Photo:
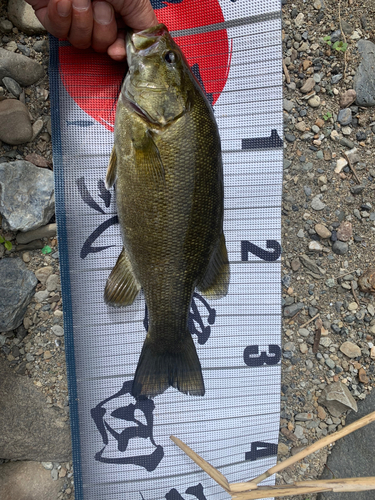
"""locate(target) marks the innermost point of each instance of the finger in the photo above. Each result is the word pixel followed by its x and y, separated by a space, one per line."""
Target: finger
pixel 82 24
pixel 138 14
pixel 105 27
pixel 117 50
pixel 56 17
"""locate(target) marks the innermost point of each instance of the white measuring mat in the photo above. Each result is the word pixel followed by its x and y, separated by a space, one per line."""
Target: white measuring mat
pixel 121 447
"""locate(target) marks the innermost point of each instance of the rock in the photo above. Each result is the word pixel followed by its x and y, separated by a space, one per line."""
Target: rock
________
Brief:
Rewrite all of the records above with "innermost point" switched to "central point" and nothing else altered. Omit the pictures from your answer.

Response for this exercise:
Photo:
"""locate(target) marks the central point of each instance of the finger in the photo above. Each result is the word pixel followed by its x and y, separated by a space, one per line."""
Target: finger
pixel 82 24
pixel 138 14
pixel 105 27
pixel 117 50
pixel 56 17
"""locate(target) marks the central point of each instance of the white measuring mat in the photo above. Each result is the word pixel followed by its x and y, separated by a space, one per line."""
Target: white measuring mat
pixel 121 447
"""locate(target) marks the central point of each instance of the rock in the photo above. Each result is the word pixel followed by its x and y, separated by a space, one per line."""
Target: rock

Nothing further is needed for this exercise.